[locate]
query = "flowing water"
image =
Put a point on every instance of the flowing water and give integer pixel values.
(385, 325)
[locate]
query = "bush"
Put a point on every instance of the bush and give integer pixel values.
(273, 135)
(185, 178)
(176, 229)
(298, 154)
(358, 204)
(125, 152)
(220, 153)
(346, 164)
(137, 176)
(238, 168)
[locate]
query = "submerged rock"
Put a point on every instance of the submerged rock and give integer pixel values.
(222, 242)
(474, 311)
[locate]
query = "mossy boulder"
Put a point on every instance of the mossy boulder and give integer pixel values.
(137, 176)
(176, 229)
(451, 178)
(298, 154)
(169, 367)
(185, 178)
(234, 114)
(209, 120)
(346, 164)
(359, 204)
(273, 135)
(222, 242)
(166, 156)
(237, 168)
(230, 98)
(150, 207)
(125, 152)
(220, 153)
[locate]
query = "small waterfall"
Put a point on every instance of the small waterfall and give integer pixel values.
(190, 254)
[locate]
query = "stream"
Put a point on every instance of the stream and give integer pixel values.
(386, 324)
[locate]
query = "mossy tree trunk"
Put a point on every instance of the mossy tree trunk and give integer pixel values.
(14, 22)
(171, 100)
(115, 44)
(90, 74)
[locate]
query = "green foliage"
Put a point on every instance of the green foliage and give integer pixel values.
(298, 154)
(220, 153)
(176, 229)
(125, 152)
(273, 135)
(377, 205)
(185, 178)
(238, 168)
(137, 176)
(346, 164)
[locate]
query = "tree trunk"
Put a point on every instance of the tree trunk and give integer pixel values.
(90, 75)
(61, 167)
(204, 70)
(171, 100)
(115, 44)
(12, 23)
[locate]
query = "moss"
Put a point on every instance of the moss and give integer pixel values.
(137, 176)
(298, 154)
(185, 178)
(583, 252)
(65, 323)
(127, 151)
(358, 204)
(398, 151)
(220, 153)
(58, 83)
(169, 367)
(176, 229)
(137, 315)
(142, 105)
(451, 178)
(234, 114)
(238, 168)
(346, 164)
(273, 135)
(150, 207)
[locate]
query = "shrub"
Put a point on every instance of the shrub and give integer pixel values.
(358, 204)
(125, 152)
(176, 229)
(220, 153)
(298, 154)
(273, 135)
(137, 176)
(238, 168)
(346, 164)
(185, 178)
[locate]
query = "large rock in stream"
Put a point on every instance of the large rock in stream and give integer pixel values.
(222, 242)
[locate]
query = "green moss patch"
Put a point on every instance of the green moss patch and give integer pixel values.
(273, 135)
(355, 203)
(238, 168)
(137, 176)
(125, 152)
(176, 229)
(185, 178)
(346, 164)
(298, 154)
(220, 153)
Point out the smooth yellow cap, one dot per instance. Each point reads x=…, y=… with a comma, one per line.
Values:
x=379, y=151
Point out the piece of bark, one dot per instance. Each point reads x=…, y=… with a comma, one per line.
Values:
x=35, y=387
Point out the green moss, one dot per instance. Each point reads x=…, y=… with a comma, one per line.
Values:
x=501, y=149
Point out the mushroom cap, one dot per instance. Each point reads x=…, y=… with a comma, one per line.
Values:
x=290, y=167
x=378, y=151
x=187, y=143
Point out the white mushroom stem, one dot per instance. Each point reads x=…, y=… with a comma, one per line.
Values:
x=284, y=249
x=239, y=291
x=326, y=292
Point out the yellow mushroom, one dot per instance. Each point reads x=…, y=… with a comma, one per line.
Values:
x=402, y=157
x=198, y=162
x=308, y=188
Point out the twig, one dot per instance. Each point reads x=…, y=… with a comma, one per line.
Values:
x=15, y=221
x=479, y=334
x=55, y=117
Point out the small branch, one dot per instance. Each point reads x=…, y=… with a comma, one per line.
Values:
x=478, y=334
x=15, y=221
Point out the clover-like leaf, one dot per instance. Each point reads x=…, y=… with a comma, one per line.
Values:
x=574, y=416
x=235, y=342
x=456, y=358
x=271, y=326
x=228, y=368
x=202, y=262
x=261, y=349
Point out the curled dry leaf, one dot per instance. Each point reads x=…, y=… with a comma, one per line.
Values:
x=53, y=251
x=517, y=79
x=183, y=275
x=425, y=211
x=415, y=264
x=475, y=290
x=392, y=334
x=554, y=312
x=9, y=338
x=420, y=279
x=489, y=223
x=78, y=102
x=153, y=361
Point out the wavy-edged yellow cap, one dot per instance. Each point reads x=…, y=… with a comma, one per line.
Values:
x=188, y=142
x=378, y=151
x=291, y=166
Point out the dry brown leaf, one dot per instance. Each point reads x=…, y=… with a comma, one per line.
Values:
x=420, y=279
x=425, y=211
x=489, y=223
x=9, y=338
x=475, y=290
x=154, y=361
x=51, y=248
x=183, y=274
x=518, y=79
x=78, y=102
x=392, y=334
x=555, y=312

==*==

ACTIVITY — Out of the material above, output word for word the line with "Put a point on every instance of the mossy tree", the line with "Point out the yellow", and all lines between them, with nothing else.

TASK ANSWER —
Put a point on every instance of the mossy tree trunk and give integer pixel values.
(14, 22)
(171, 100)
(115, 44)
(90, 74)
[locate]
query = "green foliage"
Put a point on every instance of the green foliage and give integer pixel values.
(298, 154)
(220, 153)
(176, 229)
(125, 152)
(273, 135)
(377, 205)
(185, 178)
(238, 168)
(137, 176)
(346, 164)
[locate]
query = "tree trunk"
Put a point on every instance of the tree trunk and give integer pixel values.
(90, 75)
(61, 167)
(204, 70)
(171, 100)
(115, 44)
(12, 23)
[locate]
query = "moss"
Put a point on every instance of the moss and give integer pixel values.
(137, 176)
(298, 154)
(185, 178)
(583, 252)
(65, 323)
(127, 151)
(358, 204)
(398, 151)
(220, 153)
(58, 83)
(169, 367)
(176, 229)
(137, 315)
(142, 105)
(451, 178)
(234, 114)
(238, 168)
(346, 164)
(273, 135)
(150, 207)
[locate]
query = "shrub"
Put a point on every instance of the shrub and give integer pixel values.
(358, 204)
(125, 152)
(176, 229)
(220, 153)
(298, 154)
(273, 135)
(137, 176)
(238, 168)
(346, 164)
(185, 178)
[locate]
query = "large rock in stream"
Put a point on every instance of the large rock in stream and give integer pixel values.
(222, 242)
[locate]
query = "green moss patch"
Put a point on every instance of the green moss patch and give integer pixel values.
(273, 135)
(355, 203)
(238, 168)
(137, 176)
(125, 152)
(176, 229)
(185, 178)
(346, 164)
(298, 154)
(220, 153)
Point out the smooth yellow cap, one dot per instance. Each point reads x=…, y=… with a comma, one per line.
Values:
x=379, y=151
Point out the piece of bark, one dot per instance. Each point reads x=…, y=… with a comma, one per line.
Values:
x=35, y=387
Point out the green moss, one dot per instance. Each point reads x=…, y=… with a comma, one per line.
Values:
x=501, y=149
Point out the mushroom cap, one dot per instance. Each point reads x=…, y=… with a comma, one per line.
Values:
x=290, y=167
x=378, y=151
x=187, y=143
Point out the white mushroom stem, one dot per instance. Each point reads x=…, y=… with a comma, one per line.
Values:
x=284, y=249
x=239, y=291
x=326, y=292
Point out the yellow mushroom, one dot per instance. Each point reads x=…, y=… with a comma, one per line.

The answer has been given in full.